◆ **Instructions to follow**: Take the material and output all of it exactly.

Records:
★ ★ ★ ★ ★

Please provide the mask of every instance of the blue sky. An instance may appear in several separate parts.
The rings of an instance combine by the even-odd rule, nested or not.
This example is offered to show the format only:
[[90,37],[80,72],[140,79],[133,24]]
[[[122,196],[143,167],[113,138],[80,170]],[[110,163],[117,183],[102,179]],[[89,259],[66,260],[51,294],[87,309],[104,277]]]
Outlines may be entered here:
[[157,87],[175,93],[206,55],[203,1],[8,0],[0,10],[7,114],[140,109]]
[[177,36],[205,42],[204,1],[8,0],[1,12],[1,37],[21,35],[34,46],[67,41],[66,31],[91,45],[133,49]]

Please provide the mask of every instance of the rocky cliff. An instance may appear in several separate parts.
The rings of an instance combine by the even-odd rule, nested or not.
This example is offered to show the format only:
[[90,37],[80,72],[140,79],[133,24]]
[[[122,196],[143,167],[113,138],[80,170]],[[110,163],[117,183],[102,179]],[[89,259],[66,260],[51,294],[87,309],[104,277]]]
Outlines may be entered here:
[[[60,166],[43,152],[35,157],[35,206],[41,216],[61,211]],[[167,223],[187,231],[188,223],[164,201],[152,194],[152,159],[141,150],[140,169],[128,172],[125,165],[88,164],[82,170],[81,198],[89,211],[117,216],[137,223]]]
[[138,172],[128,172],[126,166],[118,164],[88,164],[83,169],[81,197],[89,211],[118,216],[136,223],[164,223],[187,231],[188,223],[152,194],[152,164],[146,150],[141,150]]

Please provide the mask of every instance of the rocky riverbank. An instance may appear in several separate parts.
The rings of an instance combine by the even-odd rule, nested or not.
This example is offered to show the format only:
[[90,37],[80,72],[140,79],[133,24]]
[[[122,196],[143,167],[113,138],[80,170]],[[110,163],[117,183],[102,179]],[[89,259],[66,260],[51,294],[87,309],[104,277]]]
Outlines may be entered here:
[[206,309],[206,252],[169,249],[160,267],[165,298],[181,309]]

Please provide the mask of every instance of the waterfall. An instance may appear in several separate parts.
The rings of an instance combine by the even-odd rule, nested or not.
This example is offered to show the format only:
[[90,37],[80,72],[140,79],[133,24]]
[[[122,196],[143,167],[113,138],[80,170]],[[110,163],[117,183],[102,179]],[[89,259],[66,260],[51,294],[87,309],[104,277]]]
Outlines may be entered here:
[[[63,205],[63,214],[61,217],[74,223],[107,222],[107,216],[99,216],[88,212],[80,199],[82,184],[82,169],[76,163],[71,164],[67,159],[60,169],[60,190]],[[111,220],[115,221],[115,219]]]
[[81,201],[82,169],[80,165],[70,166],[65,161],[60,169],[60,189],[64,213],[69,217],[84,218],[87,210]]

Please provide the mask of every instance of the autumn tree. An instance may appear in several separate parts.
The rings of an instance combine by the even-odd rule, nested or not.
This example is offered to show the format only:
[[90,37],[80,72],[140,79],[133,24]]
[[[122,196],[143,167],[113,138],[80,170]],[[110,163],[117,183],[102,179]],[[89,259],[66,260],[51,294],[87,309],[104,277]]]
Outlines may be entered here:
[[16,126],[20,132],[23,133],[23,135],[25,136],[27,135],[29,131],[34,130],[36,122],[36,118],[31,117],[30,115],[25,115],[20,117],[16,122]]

★ ★ ★ ★ ★

◆ **Finished task**:
Please provide the mask of every instance of the blue sky. An instance may appear in several separate parts.
The rings of an instance combine by the even-odd rule, nested or not.
This example is offered to show the format only:
[[90,37],[80,72],[140,79],[133,24]]
[[[122,196],[143,167],[113,138],[80,170]],[[110,163],[117,183],[102,179]],[[89,259],[66,260],[51,294],[87,309],[104,277]]]
Outlines may be entered here:
[[157,87],[175,93],[206,55],[203,1],[8,0],[0,10],[7,114],[140,109]]
[[177,36],[205,42],[204,1],[8,0],[1,12],[1,37],[21,35],[34,46],[67,41],[66,31],[91,45],[133,49]]

Please provide the mask of every instance of the rocky cliff. An instance may appear in several separate parts.
The rings of an instance combine by the even-odd rule, nested or not.
This example is offered to show the format only:
[[90,37],[80,72],[140,79],[133,24]]
[[[122,196],[143,167],[113,138],[80,170]],[[110,163],[117,183],[102,179]],[[89,259],[66,260],[51,294],[87,309],[104,277]]]
Outlines may be entered here:
[[[60,166],[43,152],[35,157],[35,206],[41,216],[61,211]],[[167,223],[187,231],[188,223],[164,201],[152,194],[152,159],[141,150],[140,169],[128,172],[125,165],[88,164],[82,170],[81,198],[89,211],[117,216],[137,223]]]
[[138,172],[128,172],[126,166],[118,164],[88,164],[83,169],[81,197],[89,211],[118,216],[136,223],[164,223],[187,231],[188,223],[152,194],[152,164],[146,150],[141,150]]

Please provide the mask of every instance of the rocky riverbank. An instance may appear in several separate parts.
The rings of an instance combine by the even-odd rule, nested or not.
This example is offered to show the format only:
[[90,37],[80,72],[140,79],[133,24]]
[[[122,196],[143,167],[113,138],[80,170]],[[110,163],[117,183],[102,179]],[[89,259],[66,260],[51,294],[87,309],[104,277]]]
Outlines may be entered here:
[[206,309],[206,252],[169,249],[160,267],[165,298],[181,309]]

Please provide the mask of every instance of the waterfall. An instance may appear in several separate parts.
The rings of an instance combine by the even-odd rule, nested or not.
This example is offered to show the format only:
[[90,37],[80,72],[140,79],[133,24]]
[[[122,196],[143,167],[113,138],[80,170]],[[110,163],[117,183],[102,179]],[[89,259],[66,260],[51,294],[87,309],[104,277]]]
Outlines may be entered here:
[[[63,205],[63,214],[61,217],[74,223],[107,222],[107,216],[99,216],[88,212],[80,199],[82,184],[82,169],[76,163],[71,164],[67,159],[60,169],[60,190]],[[111,220],[115,221],[115,219]]]
[[81,201],[82,169],[80,165],[70,166],[65,161],[60,169],[60,189],[64,213],[69,217],[84,218],[87,210]]

Please provide the mask of every instance of the autumn tree. An instance may appear in several separate parts.
The rings of an instance combine by the even-odd rule, nested or not.
This example is offered to show the format only:
[[90,37],[80,72],[140,79],[133,24]]
[[[122,196],[143,167],[113,138],[80,170]],[[110,163],[117,183],[102,179]],[[89,259],[66,260],[51,294],[87,309],[104,277]]]
Outlines may be entered here:
[[16,126],[20,132],[23,133],[23,135],[25,136],[27,135],[29,131],[34,130],[36,122],[36,118],[31,117],[30,115],[25,115],[20,117],[16,122]]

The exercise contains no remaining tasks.